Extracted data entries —
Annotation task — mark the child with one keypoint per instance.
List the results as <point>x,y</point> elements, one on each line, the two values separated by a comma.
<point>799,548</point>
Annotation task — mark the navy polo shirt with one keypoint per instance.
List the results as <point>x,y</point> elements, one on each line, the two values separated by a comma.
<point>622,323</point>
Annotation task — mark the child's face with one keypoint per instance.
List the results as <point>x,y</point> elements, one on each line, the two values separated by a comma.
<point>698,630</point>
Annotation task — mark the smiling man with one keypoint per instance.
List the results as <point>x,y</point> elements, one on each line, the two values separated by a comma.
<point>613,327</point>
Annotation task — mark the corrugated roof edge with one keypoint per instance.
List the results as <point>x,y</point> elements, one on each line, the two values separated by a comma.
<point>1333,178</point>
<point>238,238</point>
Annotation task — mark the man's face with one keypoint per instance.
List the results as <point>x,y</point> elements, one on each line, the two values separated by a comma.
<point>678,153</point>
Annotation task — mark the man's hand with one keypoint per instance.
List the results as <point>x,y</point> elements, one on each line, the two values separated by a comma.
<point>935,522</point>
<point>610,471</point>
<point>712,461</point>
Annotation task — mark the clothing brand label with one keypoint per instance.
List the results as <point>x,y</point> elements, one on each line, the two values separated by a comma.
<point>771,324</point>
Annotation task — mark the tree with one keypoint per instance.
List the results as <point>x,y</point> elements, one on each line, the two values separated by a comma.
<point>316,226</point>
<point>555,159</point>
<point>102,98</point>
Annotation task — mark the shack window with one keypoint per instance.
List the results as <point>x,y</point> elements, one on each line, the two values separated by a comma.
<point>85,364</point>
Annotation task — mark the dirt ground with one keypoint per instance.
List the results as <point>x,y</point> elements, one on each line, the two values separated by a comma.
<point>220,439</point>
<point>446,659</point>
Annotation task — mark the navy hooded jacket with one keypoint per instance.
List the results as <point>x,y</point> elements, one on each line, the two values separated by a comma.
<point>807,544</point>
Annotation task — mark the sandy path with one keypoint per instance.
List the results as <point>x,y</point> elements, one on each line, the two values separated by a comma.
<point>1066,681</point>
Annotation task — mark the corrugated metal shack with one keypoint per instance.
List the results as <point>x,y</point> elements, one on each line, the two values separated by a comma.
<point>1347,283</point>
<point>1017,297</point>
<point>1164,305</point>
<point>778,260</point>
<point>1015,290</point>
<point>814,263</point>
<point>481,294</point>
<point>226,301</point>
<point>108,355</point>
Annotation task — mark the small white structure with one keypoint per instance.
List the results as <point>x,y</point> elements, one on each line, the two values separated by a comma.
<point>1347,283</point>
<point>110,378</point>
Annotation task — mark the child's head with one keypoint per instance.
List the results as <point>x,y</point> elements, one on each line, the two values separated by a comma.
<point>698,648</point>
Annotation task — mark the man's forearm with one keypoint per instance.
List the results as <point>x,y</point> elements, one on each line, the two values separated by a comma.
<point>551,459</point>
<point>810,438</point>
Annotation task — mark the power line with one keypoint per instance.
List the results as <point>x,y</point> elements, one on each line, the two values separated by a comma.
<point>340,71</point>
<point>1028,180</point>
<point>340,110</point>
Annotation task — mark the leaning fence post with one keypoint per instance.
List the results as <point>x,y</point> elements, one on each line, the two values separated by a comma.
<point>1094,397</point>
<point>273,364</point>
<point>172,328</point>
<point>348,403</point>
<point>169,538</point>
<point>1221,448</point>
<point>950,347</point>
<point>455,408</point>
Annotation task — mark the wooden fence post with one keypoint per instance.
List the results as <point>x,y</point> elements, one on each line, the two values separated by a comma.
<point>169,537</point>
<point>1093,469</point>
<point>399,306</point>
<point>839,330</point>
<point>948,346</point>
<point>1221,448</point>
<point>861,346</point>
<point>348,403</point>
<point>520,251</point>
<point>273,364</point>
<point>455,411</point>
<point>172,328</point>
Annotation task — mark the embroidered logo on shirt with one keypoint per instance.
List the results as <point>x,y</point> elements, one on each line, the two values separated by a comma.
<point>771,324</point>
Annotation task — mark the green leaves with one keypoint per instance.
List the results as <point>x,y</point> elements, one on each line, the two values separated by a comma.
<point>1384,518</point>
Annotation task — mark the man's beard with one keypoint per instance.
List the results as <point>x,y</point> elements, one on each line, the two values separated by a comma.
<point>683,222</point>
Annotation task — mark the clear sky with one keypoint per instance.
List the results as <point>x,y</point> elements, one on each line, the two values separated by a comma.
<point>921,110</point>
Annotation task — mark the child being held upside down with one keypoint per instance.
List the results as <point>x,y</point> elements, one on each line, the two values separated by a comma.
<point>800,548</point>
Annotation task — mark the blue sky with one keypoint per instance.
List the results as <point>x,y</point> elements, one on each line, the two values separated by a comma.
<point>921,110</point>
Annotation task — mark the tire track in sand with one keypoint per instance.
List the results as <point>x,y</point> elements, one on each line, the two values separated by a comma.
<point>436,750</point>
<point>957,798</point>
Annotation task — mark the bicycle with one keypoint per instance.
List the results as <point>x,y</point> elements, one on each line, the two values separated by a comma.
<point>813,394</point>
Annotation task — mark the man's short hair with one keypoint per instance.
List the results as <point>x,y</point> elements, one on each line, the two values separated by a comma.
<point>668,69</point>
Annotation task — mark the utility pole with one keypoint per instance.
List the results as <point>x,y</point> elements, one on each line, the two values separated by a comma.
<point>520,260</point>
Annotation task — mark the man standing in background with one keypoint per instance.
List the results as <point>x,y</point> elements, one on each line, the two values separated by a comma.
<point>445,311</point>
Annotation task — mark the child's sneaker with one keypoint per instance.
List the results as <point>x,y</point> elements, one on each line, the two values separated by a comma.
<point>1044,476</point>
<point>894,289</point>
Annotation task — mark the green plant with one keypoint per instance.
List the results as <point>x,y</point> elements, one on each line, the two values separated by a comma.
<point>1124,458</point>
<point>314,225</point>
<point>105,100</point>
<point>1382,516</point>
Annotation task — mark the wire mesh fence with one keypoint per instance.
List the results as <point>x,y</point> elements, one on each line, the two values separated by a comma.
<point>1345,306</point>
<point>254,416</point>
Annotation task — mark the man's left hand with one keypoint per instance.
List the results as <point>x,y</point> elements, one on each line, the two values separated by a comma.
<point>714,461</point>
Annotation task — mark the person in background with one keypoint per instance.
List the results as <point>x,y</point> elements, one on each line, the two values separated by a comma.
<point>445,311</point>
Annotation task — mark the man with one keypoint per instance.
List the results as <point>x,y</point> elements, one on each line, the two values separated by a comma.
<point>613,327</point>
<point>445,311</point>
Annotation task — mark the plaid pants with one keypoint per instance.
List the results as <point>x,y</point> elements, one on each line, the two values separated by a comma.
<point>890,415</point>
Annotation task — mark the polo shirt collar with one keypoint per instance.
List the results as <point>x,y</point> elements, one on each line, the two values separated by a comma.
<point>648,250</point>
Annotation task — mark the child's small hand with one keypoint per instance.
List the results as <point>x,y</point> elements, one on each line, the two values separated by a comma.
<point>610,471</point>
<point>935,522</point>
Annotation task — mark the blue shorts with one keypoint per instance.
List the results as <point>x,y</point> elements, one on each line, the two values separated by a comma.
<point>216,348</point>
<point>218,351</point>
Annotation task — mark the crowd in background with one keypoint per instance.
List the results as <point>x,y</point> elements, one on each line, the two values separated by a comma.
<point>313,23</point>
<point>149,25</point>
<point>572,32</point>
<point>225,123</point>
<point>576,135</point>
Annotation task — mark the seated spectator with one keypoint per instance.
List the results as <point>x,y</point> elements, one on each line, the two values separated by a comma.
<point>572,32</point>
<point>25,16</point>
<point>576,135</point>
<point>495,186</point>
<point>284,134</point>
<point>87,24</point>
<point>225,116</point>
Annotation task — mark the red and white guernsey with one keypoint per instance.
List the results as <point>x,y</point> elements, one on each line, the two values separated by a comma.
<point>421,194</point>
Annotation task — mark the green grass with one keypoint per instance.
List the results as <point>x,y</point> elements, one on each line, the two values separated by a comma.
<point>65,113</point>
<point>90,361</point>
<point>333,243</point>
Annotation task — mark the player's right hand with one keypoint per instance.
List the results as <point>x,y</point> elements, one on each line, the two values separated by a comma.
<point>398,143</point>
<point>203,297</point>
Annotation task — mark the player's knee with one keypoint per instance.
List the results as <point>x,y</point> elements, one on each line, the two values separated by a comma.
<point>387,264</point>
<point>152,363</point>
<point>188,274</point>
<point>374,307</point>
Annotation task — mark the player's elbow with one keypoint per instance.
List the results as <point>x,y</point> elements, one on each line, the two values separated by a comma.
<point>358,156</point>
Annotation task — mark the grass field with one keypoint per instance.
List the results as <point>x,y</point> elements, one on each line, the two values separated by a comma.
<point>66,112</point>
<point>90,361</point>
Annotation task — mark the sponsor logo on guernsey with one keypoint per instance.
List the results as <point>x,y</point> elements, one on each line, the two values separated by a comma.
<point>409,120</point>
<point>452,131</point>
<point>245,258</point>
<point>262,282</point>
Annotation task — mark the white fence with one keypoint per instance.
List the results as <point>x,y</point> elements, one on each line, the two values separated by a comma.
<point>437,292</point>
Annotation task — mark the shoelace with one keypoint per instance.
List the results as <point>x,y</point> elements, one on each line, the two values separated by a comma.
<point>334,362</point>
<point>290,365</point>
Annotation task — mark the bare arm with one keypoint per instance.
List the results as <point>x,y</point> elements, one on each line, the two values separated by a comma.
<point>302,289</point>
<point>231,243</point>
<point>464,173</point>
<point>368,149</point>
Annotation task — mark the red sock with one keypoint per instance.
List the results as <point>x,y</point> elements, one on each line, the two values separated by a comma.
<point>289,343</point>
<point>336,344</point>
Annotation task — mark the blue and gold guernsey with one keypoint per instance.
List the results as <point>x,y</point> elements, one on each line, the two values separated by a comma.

To do — Search the data above for the word "hand" and say how many lines contain it, giving only that number.

Answer for this exercise — 4